> _ACTION ITEM_
Using the data that follows, return exactly the lines from the one that contains "negative clicks: (37, 70) (2, 51)" through the one that contains "169L5 370L33 351L56", ends included.

> _EXTRACTED MATERIAL_
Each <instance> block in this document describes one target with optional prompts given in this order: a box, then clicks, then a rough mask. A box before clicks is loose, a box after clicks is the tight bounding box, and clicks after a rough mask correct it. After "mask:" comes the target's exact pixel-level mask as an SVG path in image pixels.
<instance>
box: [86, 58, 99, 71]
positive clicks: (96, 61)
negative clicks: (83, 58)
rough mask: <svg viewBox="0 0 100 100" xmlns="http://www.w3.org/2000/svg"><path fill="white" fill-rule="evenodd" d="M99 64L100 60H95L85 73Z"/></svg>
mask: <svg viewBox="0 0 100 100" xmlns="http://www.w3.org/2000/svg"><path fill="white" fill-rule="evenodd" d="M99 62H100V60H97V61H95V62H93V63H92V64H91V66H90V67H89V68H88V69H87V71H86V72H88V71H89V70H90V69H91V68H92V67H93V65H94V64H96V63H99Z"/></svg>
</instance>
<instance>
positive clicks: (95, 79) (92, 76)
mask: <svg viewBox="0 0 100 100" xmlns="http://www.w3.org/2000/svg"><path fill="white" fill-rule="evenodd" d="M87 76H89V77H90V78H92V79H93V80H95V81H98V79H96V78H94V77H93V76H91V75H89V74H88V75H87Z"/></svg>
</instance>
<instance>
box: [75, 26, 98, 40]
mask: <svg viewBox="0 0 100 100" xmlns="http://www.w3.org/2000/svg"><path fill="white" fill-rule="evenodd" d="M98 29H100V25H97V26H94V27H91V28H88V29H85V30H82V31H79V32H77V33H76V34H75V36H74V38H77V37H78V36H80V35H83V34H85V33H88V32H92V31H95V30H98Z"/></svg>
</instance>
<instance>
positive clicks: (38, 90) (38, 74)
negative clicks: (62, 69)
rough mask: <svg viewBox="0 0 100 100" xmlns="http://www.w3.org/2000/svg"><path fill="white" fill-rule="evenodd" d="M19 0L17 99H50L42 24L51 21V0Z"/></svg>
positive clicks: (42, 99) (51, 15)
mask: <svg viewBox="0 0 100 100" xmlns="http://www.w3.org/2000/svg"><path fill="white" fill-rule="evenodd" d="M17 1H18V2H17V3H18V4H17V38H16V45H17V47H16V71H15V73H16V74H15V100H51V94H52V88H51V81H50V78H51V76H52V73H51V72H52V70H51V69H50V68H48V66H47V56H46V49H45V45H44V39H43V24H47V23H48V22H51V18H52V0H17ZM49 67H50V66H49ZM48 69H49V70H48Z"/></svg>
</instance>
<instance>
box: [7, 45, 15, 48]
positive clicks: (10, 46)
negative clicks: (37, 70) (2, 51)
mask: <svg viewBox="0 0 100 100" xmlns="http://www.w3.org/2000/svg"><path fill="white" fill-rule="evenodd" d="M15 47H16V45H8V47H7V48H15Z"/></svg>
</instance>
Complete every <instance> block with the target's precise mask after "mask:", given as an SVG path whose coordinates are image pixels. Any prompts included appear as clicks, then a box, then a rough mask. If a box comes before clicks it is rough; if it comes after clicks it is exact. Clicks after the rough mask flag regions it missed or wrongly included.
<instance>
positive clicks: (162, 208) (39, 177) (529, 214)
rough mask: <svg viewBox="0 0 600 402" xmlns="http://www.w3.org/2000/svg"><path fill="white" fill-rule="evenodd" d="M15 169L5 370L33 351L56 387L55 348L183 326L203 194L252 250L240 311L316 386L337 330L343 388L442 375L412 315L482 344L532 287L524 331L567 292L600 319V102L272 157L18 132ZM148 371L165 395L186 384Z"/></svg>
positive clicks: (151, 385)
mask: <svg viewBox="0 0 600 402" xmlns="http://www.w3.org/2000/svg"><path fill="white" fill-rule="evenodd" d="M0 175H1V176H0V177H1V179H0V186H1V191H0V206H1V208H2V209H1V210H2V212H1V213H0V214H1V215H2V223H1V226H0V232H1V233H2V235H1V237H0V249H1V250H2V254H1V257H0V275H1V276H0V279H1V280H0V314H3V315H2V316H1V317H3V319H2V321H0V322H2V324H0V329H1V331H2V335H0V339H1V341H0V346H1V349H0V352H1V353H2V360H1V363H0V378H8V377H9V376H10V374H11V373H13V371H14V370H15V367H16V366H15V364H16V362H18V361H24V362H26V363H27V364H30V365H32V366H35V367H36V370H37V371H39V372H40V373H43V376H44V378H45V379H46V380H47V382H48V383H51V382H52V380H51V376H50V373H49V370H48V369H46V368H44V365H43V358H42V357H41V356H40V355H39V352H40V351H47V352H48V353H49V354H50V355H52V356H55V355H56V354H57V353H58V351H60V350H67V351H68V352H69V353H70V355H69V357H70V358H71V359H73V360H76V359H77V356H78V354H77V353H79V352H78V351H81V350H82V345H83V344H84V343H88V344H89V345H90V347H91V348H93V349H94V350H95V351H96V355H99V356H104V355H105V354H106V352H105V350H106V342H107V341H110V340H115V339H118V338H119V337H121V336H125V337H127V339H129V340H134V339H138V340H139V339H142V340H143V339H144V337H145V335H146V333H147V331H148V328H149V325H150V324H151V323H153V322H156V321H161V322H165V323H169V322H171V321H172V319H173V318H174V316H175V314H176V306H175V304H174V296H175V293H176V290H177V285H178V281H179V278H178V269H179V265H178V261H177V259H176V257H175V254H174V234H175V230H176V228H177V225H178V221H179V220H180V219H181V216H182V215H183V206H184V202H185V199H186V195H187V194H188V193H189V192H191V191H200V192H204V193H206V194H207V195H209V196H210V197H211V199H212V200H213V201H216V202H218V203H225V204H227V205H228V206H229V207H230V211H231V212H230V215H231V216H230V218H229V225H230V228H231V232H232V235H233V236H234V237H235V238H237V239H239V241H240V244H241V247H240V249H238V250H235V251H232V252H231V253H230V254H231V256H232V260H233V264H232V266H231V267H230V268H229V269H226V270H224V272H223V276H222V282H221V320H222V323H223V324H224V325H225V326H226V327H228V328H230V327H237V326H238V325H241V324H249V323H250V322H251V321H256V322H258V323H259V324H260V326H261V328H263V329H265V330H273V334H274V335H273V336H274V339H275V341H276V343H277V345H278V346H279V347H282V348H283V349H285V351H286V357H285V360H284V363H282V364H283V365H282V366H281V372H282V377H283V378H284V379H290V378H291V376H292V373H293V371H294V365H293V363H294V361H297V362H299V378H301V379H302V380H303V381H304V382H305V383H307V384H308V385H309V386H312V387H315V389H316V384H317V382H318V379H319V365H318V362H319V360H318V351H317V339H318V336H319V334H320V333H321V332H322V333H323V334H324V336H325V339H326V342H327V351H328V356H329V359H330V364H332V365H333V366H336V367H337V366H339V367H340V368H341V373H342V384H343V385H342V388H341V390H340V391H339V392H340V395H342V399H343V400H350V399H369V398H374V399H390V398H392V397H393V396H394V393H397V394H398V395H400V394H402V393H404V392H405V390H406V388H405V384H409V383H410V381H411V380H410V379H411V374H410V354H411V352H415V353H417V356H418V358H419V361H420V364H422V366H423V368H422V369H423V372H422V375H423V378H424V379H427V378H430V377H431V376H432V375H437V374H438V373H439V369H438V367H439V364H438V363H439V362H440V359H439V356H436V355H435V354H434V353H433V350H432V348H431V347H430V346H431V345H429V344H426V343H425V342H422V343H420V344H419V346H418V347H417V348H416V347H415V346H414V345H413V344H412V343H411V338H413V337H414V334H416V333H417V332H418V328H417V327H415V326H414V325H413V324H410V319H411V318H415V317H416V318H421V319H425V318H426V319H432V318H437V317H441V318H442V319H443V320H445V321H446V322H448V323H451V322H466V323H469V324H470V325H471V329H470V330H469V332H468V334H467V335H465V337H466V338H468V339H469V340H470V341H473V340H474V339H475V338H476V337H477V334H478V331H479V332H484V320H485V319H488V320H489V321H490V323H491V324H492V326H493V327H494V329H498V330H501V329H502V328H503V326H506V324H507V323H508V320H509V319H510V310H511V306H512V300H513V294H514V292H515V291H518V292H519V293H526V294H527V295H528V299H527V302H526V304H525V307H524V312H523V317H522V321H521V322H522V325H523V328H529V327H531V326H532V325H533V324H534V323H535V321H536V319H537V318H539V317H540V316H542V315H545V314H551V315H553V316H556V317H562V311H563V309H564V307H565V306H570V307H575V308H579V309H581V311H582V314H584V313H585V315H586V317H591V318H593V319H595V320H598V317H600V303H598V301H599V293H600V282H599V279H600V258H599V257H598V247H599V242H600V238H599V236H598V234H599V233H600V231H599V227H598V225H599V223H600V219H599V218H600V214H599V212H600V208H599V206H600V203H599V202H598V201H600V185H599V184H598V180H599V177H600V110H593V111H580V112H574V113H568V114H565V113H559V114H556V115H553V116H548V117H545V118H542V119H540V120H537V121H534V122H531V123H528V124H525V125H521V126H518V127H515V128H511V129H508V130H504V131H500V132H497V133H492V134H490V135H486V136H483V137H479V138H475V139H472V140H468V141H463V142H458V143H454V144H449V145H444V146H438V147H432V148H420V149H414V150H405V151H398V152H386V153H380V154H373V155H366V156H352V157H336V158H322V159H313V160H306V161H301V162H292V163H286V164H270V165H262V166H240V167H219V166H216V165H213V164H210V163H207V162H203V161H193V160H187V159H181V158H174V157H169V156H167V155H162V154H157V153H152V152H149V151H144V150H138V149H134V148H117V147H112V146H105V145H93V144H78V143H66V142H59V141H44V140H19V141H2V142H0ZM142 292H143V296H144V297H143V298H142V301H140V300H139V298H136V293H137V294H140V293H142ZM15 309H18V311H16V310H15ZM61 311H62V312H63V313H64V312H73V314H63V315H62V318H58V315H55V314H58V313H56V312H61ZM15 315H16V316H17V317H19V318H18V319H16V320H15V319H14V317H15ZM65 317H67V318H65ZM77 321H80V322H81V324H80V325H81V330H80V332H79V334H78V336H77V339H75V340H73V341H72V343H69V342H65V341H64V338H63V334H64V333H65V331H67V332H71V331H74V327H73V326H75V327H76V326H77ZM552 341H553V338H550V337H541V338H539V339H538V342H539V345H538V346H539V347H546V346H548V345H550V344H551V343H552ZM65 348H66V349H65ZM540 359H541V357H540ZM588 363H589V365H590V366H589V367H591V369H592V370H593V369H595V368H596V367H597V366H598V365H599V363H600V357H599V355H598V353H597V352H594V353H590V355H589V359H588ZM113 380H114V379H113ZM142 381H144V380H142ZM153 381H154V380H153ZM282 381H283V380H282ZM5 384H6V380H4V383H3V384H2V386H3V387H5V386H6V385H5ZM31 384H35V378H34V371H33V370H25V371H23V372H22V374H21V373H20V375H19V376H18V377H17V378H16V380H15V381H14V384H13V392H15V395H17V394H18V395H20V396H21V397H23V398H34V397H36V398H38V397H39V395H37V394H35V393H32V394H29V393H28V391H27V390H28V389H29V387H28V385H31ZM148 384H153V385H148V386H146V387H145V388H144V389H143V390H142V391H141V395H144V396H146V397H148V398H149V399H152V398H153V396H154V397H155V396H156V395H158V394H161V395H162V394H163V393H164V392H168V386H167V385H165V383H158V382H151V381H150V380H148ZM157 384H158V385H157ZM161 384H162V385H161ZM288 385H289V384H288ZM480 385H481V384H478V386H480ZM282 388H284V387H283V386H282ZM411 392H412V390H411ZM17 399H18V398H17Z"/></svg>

> _FINISHED EXERCISE_
negative clicks: (37, 70) (2, 51)
mask: <svg viewBox="0 0 100 100" xmlns="http://www.w3.org/2000/svg"><path fill="white" fill-rule="evenodd" d="M15 47H16V45H8V47H7V48H15Z"/></svg>
</instance>
Complete every <instance> block with the target's precise mask after "mask:", given as an SVG path whose coordinates are image pixels. Any prompts included appear as clicks, then a box, then a rough mask. If a box comes before clicks it is rough; if it comes after clicks it is exact. Clicks after the rough mask flag regions it missed or wrongly included.
<instance>
positive clicks: (162, 208) (39, 177) (529, 214)
rough mask: <svg viewBox="0 0 600 402" xmlns="http://www.w3.org/2000/svg"><path fill="white" fill-rule="evenodd" d="M15 169L5 370L33 351L56 387L55 348L183 326L203 194L252 250L240 311L316 386L337 330L343 388L442 375L412 315L482 344L532 287L524 331L567 292L600 319V102L272 157L18 132ZM148 371L165 395L186 384Z"/></svg>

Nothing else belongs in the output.